-- begin TEXT EXTRACT --

SHOW_SHYNET_VERSION=True

# Redis, queue, and parellization settings; not necessary for single-instance deployments.
# Don't uncomment these unless you know what you are doing!
# NUM_WORKERS=1
# Make sure you set a REDIS_CACHE_LOCATION if you have more than one frontend worker/instance.
# REDIS_CACHE_LOCATION=redis://redis.default.svc.cluster.local/0
# If CELERY_BROKER_URL is set, make sure CELERY_TASK_ALWAYS_EAGER is False and
# that you have a separate queue consumer running somewhere via `celeryworker.sh`.
# CELERY_TASK_ALWAYS_EAGER=False
# CELERY_BROKER_URL=redis://redis.default.svc.cluster.local/1

# Should Shynet show third-party icons in the dashboard?
SHOW_THIRD_PARTY_ICONS=True

# Should Shynet block collection of IP addresses globally?
BLOCK_ALL_IPS=False

# Should Shynet include the date and site ID when hashing users?
# This will prevent any possibility of cross-site tracking provided
# that IP collection is also disabled, and external keys (primary
# keys) aren't supplied. It will also prevent sessions from spanning
# one day to another.
AGGRESSIVE_HASH_SALTING=True

# Custom location url to link to in frontend.
# $LATITUDE will get replaced by the latitude, $LONGITUDE will get
# replaced by the longitude.
# Examples:
#  - https://www.openstreetmap.org/?mlat=$LATITUDE&mlon=$LONGITUDE (default)

-- end TEXT EXTRACT --

__SHORT TASK 1__: From the Shynet configuration excerpt, extract the passage that begins at the words "# Redis, queue, and" and stops after the words "one frontend worker/instance.".

-- begin SUPPLIED MATERIAL --

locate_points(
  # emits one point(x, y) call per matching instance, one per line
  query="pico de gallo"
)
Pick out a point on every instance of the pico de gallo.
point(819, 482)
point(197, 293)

-- end SUPPLIED MATERIAL --

__SHORT TASK 2__: Copy the pointing dataset records above exactly as they appear.

__RESULT 1__:
# Redis, queue, and parellization settings; not necessary for single-instance deployments.
# Don't uncomment these unless you know what you are doing!
# NUM_WORKERS=1
# Make sure you set a REDIS_CACHE_LOCATION if you have more than one frontend worker/instance.

__RESULT 2__:
locate_points(
  # emits one point(x, y) call per matching instance, one per line
  query="pico de gallo"
)
Pick out a point on every instance of the pico de gallo.
point(819, 482)
point(197, 293)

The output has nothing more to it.